— start Supplied material —
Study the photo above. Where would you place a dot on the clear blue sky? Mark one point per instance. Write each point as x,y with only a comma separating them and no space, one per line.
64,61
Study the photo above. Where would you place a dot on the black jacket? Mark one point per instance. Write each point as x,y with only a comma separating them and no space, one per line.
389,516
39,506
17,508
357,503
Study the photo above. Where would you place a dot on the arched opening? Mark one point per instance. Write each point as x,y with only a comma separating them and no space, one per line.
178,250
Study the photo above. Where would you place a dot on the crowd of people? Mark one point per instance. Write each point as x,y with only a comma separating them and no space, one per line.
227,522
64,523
— end Supplied material —
Rescale every line from the one containing "on the crowd" through the last line, inclusive. Write each of these lines again, the request included, multiplying each x and y coordinate in the answers by 1.6 and rounding to whole numbers, with halves rounded up.

[Output for this task]
Study the photo above. Where would you place a dot on the crowd of people? Mark one point per instance. Write each point as x,y with only a comma separating them and no space, one per line.
363,835
102,837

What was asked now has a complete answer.